## WORK TO DO
Retype the lines below word for word, from the line that contains "One point per instance of the dark" through the line that contains "pixel 391 289", both included.

## Dataset excerpts on object pointing
==================================================

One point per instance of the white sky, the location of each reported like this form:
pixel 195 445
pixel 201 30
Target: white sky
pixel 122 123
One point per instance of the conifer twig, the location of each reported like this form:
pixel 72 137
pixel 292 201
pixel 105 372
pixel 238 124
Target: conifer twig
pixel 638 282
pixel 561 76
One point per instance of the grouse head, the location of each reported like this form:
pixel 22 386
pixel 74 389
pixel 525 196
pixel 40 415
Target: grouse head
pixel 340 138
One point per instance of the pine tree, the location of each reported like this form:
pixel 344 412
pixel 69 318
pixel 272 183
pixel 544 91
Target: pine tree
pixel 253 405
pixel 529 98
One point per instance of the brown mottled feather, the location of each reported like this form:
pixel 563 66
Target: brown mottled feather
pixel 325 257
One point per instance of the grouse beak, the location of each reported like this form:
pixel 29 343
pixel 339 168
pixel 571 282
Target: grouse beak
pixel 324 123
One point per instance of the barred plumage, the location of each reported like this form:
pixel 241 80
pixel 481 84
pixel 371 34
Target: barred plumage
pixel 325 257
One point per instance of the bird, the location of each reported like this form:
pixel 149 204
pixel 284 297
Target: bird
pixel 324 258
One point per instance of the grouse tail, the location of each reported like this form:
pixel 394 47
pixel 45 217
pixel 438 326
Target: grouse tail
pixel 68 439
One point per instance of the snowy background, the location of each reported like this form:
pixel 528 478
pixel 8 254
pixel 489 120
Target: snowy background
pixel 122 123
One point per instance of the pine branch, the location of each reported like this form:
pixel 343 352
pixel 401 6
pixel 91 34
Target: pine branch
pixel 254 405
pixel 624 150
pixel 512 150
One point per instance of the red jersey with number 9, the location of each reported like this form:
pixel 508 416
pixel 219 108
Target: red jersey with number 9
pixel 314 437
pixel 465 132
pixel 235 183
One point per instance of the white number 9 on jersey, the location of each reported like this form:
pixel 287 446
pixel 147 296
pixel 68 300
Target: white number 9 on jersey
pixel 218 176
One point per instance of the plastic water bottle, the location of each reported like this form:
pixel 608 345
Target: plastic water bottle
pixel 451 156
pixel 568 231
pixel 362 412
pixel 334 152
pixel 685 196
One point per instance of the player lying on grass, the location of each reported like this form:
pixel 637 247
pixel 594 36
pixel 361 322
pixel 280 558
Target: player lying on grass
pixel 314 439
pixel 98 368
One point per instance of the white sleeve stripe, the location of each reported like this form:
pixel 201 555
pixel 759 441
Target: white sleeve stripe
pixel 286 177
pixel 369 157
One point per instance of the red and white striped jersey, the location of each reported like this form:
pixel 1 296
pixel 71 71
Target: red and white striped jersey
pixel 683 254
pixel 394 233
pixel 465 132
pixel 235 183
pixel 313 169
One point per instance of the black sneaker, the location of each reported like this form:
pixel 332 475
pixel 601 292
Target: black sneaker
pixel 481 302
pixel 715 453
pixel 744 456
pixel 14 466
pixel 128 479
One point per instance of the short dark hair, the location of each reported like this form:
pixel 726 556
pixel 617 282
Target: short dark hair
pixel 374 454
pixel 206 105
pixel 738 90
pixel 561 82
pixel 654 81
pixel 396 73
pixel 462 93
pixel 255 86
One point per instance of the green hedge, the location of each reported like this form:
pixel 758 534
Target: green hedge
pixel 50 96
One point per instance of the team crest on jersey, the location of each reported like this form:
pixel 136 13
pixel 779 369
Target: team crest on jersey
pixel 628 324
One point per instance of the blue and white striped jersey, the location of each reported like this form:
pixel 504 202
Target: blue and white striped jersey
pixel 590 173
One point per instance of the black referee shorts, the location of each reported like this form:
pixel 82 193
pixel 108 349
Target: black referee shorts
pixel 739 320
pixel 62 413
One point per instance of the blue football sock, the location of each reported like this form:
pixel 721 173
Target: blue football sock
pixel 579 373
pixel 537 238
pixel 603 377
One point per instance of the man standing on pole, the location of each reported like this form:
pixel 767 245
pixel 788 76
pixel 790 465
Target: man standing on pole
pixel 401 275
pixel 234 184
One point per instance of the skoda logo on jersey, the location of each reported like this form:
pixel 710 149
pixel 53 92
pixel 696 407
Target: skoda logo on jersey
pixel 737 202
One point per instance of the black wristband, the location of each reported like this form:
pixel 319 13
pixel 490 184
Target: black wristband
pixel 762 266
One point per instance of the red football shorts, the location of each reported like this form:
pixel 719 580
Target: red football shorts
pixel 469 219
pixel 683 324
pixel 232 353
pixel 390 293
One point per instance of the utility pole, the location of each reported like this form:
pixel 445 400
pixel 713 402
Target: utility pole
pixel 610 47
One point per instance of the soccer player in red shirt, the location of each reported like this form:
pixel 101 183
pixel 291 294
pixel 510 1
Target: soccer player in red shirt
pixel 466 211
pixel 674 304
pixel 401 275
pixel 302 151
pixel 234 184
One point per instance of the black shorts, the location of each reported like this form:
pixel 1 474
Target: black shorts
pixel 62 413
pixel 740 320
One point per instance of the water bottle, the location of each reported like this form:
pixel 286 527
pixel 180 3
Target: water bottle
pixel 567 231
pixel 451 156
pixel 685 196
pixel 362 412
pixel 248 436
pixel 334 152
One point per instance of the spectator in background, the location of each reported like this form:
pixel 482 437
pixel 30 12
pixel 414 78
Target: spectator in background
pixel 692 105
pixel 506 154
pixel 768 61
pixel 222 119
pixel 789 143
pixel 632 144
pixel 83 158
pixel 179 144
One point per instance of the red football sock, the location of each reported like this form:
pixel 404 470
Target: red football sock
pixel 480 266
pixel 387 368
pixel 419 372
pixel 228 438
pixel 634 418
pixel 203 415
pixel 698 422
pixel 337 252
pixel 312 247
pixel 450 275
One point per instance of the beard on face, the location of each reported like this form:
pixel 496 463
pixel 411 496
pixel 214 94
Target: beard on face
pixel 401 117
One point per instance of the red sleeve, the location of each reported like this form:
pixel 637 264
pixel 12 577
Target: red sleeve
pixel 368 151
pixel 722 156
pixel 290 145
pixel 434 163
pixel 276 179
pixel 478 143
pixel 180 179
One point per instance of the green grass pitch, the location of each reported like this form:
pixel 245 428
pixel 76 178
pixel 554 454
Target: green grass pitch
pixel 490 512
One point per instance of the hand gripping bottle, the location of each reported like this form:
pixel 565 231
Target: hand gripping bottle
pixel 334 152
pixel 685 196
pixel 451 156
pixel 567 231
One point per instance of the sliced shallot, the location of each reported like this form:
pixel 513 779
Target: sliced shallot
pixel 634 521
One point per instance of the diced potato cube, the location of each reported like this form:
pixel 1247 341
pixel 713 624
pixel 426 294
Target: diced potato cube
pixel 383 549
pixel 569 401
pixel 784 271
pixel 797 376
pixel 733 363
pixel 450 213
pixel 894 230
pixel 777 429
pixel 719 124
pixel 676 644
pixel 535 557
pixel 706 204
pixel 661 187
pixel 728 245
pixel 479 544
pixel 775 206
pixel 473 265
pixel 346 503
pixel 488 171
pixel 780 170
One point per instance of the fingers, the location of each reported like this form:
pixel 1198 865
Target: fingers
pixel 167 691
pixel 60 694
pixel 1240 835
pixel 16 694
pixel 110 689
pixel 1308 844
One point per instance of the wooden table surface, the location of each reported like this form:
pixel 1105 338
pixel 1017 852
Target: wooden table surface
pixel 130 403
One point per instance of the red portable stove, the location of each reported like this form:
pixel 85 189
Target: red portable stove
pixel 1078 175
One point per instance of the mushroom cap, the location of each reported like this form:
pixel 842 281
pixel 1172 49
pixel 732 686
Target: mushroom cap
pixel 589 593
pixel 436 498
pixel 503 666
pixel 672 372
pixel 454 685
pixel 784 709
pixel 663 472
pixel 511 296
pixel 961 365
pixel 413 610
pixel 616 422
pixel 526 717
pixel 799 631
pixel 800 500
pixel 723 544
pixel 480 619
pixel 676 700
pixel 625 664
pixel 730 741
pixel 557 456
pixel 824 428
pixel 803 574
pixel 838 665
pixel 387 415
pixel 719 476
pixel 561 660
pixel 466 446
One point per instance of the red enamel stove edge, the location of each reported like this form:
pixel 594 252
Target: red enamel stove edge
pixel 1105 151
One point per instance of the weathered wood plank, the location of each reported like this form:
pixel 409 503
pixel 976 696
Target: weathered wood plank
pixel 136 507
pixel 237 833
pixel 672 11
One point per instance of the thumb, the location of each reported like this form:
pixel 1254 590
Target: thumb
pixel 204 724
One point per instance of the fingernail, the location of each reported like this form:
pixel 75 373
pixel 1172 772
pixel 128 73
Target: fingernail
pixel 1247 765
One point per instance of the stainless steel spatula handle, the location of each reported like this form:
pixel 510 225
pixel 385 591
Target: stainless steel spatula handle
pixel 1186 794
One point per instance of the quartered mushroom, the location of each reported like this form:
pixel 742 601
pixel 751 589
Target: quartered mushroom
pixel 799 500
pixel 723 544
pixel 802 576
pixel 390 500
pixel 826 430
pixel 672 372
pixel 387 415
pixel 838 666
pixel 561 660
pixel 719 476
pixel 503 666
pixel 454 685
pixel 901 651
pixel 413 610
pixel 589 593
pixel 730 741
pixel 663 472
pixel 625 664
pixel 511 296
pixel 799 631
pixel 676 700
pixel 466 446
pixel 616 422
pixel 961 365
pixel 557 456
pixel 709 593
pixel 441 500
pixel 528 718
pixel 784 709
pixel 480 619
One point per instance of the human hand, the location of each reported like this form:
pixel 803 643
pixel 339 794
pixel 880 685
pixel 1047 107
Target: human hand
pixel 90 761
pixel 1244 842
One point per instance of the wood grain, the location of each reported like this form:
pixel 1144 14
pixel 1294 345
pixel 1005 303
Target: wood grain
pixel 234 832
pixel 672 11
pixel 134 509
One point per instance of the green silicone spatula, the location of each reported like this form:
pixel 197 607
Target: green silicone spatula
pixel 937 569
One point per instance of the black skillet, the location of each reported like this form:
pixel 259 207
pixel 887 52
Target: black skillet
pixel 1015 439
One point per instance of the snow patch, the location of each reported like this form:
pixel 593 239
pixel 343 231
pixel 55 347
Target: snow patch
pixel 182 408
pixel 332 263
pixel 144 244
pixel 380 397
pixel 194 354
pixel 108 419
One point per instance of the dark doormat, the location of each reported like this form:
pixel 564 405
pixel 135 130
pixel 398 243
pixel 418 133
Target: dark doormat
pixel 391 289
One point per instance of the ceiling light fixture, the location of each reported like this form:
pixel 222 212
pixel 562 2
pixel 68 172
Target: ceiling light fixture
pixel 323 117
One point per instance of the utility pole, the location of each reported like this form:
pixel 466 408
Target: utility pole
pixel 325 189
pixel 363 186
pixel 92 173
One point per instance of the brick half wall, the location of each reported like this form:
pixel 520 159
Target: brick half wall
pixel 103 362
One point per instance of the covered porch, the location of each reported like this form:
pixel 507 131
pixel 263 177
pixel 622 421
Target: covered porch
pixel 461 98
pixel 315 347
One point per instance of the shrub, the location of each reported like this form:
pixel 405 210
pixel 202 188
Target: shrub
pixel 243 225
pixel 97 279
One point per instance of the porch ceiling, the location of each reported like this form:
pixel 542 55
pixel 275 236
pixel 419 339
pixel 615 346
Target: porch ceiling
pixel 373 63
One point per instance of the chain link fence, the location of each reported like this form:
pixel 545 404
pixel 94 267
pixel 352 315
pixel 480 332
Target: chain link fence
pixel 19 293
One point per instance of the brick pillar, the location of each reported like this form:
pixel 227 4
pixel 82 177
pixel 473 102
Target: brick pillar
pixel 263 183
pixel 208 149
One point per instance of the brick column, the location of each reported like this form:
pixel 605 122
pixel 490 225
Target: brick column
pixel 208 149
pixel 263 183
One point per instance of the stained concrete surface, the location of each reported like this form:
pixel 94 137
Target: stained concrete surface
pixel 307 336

==================================================

## FULL ANSWER
One point per instance of the dark doormat, the location of each reported like this form:
pixel 564 405
pixel 135 130
pixel 398 243
pixel 418 133
Target: dark doormat
pixel 391 289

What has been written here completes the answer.